Task directions:
How many lines in the records below contain the word "door"? Reply with the number only.
[start]
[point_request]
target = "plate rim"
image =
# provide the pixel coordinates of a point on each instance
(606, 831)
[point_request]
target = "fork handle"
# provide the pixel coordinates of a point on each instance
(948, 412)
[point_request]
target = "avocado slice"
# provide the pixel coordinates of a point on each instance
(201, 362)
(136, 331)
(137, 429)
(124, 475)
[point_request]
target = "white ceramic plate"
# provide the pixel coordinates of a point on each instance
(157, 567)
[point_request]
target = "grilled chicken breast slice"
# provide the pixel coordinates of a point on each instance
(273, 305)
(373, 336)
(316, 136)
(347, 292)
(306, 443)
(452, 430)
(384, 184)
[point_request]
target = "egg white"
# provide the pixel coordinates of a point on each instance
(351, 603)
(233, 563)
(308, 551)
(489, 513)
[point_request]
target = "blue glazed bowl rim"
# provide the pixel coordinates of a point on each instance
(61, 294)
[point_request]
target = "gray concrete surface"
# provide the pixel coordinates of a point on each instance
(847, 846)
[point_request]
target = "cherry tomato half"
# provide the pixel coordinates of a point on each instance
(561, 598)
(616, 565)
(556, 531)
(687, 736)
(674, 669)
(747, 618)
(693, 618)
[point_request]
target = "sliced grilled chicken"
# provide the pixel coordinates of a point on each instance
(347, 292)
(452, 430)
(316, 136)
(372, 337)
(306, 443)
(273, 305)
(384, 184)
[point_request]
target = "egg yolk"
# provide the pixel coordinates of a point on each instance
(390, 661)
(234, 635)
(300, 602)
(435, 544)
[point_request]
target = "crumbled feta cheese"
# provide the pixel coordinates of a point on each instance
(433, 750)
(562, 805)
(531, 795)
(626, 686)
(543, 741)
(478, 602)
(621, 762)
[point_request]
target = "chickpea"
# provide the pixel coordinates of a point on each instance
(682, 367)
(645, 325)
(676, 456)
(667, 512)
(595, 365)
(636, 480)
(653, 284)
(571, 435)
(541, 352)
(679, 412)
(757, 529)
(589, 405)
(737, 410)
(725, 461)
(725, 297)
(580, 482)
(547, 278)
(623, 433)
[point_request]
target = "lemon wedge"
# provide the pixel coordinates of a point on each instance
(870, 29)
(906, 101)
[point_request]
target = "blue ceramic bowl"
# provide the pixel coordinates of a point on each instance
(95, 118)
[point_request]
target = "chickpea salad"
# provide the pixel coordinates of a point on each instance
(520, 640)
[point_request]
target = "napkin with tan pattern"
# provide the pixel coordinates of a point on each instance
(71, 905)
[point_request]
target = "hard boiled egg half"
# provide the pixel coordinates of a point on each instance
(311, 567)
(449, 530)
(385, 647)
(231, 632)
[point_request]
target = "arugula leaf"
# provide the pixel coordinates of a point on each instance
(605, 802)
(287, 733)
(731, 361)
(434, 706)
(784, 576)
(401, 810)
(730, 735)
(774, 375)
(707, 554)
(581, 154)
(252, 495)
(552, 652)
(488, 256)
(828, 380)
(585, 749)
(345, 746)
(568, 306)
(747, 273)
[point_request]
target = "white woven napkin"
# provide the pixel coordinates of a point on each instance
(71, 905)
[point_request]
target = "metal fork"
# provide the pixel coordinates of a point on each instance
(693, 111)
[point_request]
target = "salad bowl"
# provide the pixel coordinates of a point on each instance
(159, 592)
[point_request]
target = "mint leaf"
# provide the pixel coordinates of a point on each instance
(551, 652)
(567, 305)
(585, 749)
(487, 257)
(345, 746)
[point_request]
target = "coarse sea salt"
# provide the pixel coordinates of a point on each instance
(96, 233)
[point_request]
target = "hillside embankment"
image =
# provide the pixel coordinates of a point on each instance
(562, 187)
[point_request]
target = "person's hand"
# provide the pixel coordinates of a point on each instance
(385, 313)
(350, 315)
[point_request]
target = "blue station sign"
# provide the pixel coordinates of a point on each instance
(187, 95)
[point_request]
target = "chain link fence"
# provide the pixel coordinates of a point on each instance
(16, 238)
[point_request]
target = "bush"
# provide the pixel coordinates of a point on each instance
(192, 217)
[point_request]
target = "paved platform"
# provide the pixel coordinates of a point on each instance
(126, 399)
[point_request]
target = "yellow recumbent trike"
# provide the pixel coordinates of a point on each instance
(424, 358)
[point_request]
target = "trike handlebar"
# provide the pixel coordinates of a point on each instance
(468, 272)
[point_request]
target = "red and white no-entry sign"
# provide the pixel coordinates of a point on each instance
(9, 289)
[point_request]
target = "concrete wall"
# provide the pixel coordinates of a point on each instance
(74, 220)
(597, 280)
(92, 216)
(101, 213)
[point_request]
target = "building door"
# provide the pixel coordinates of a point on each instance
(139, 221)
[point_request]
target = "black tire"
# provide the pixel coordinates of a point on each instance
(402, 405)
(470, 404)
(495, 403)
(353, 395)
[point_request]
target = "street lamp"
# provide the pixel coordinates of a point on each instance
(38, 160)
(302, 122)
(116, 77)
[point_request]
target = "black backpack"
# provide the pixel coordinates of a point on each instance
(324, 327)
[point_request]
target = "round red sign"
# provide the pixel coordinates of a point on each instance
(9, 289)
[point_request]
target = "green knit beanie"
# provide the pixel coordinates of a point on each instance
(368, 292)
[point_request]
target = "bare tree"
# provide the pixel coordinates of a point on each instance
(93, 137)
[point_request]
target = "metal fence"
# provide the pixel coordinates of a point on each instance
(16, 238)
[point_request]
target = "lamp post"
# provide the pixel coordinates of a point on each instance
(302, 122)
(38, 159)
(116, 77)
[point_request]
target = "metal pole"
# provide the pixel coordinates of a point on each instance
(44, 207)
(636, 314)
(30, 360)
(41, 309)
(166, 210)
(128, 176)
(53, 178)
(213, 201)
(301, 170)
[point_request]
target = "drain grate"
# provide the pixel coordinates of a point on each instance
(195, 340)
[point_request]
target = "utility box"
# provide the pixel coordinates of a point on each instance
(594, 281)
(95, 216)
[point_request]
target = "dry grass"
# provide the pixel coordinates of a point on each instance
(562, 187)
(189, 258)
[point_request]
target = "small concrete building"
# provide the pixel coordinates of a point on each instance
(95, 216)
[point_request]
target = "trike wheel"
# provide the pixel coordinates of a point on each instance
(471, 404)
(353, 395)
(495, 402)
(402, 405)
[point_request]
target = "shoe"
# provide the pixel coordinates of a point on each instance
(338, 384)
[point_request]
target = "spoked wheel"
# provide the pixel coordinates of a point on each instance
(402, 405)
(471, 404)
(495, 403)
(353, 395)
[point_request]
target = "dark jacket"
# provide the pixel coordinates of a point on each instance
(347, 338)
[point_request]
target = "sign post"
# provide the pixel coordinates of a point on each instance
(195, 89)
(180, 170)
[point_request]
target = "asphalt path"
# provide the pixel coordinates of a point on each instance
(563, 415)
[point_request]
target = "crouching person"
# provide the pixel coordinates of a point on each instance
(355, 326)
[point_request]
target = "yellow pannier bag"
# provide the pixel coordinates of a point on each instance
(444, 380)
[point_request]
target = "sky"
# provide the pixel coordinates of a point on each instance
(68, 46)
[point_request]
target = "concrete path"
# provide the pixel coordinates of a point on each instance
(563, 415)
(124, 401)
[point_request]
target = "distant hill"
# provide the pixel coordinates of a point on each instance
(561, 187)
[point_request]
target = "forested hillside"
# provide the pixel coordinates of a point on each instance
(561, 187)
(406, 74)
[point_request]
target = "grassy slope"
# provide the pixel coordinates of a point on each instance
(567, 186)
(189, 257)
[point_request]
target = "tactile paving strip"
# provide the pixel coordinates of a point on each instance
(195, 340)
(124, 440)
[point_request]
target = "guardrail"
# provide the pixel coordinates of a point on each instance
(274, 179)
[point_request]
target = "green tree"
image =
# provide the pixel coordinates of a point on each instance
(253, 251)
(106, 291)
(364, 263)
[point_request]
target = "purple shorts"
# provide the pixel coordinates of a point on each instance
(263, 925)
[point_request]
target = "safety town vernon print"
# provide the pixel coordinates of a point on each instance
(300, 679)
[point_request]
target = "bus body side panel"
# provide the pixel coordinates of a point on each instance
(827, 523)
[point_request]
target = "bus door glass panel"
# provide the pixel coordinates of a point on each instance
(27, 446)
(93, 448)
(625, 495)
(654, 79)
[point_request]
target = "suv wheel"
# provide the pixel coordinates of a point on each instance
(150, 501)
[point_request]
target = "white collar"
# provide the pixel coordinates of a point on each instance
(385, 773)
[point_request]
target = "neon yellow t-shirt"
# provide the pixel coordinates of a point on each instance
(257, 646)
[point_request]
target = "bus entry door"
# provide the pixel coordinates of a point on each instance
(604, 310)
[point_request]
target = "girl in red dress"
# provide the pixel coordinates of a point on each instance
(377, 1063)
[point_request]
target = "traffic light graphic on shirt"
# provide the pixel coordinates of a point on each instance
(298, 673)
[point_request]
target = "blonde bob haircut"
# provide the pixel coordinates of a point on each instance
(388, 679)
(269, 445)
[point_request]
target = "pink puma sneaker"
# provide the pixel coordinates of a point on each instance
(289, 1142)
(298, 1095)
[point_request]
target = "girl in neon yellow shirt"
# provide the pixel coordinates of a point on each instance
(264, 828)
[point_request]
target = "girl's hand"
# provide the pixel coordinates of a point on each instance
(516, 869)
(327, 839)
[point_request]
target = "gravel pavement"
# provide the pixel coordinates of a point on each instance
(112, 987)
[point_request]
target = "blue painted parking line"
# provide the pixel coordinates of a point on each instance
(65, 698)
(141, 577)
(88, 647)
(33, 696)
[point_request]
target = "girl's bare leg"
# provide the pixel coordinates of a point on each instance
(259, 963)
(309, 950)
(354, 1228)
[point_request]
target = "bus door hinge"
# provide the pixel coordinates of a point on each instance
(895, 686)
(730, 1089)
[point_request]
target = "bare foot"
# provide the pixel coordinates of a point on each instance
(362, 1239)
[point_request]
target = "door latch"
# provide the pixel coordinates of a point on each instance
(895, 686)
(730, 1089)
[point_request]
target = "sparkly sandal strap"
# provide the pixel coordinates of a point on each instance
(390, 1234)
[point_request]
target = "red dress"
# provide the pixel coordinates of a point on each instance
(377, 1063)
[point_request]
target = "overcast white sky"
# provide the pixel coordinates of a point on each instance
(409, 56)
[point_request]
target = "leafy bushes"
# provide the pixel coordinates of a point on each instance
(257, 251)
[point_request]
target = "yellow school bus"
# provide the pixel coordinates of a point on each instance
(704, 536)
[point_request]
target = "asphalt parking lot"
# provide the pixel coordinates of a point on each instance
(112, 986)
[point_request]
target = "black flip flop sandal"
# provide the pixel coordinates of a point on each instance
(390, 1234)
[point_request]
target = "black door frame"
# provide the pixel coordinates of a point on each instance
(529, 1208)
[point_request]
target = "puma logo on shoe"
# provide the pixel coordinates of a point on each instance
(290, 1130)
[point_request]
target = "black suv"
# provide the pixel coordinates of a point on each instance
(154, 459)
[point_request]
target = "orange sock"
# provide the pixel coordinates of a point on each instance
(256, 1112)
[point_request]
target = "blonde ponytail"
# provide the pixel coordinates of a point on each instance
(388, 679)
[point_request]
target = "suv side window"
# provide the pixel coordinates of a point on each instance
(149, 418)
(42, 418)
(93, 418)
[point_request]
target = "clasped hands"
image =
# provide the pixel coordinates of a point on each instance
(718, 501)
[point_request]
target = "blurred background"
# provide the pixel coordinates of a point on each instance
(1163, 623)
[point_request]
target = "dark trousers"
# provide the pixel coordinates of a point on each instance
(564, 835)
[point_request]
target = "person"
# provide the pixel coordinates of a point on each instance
[end]
Worked solution:
6